*** Block opens ***

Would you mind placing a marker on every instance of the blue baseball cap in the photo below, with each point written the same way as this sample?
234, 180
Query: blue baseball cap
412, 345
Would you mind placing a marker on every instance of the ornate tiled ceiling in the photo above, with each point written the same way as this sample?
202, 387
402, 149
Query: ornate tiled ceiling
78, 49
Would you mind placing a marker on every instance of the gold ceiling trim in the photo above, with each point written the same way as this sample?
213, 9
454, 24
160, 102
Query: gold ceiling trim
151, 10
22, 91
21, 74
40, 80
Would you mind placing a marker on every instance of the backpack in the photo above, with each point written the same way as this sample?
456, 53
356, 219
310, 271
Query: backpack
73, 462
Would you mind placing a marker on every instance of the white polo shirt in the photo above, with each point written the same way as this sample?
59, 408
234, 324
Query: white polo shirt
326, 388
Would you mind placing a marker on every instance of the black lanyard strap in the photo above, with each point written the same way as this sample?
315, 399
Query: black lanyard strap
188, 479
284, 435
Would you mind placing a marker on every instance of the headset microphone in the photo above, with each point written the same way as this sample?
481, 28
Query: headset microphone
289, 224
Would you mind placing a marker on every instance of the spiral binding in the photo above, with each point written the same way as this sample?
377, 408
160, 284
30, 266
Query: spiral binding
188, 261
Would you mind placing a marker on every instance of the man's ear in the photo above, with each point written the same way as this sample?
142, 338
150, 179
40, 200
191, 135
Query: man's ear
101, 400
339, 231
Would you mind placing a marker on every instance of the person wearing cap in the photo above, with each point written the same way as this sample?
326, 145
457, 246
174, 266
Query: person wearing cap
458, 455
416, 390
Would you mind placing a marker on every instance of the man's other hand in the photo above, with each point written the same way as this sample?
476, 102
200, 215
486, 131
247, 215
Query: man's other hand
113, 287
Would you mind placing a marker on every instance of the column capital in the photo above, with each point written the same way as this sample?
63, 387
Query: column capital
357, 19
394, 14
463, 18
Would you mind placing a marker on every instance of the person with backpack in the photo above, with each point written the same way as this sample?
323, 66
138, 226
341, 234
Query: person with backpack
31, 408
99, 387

*** Block closes ***

YOUR INSTRUCTIONS → Only the lines from the one holding "Query: column capital" to the end of the material are wanted, each transcribed exactly.

RESPONSE FOR THIS EXERCISE →
Query: column capital
357, 19
394, 14
463, 18
Would you mind placing a marker on every instance of the person with backpack in the photo above, with each point written the same way as this sample?
323, 66
138, 226
341, 234
Query: person with backpack
31, 408
99, 387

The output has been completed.